Segment Start: EXTRACTED ENTRIES
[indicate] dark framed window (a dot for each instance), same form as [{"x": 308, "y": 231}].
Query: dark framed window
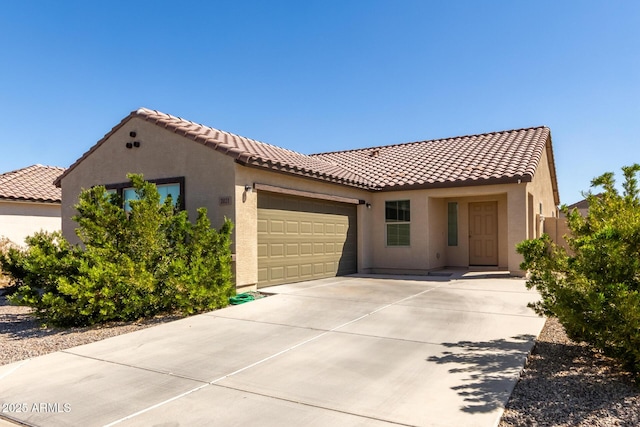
[
  {"x": 173, "y": 187},
  {"x": 398, "y": 222},
  {"x": 452, "y": 223}
]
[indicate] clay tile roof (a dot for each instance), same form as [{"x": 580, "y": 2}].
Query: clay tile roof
[
  {"x": 246, "y": 151},
  {"x": 466, "y": 160},
  {"x": 34, "y": 183}
]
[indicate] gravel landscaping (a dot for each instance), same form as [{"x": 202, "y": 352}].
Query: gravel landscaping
[{"x": 562, "y": 384}]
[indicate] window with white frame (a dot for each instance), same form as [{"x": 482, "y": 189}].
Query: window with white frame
[{"x": 398, "y": 222}]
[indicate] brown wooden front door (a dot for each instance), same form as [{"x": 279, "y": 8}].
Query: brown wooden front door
[{"x": 483, "y": 233}]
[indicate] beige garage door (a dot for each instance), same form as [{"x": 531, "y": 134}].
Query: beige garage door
[{"x": 301, "y": 239}]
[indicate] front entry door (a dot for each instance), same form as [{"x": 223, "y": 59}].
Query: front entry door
[{"x": 483, "y": 233}]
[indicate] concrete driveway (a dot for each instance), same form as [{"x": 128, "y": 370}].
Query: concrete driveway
[{"x": 346, "y": 351}]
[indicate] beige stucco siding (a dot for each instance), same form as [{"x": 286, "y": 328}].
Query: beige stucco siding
[
  {"x": 162, "y": 154},
  {"x": 21, "y": 219},
  {"x": 429, "y": 248},
  {"x": 543, "y": 203}
]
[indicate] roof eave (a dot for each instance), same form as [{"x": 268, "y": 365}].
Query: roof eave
[{"x": 517, "y": 179}]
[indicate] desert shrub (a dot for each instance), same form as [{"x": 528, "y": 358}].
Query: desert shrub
[
  {"x": 130, "y": 264},
  {"x": 595, "y": 290}
]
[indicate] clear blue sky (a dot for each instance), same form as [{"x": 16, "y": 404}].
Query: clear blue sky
[{"x": 317, "y": 76}]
Segment End: EXTRACTED ENTRIES
Output exactly the lines of the material above from the one containing "Query: beige stucco siding" up to and including the one containing "[indicate] desert shrub".

• [ANSWER SPACE]
Query: beige stucco siding
[
  {"x": 162, "y": 154},
  {"x": 21, "y": 219},
  {"x": 429, "y": 248},
  {"x": 543, "y": 203}
]
[indicate] roof eave (a dot for each instance), same form as [{"x": 268, "y": 365}].
Query: roof eave
[{"x": 517, "y": 179}]
[indicate] desert shrub (a dot for each instance), same form as [{"x": 528, "y": 358}].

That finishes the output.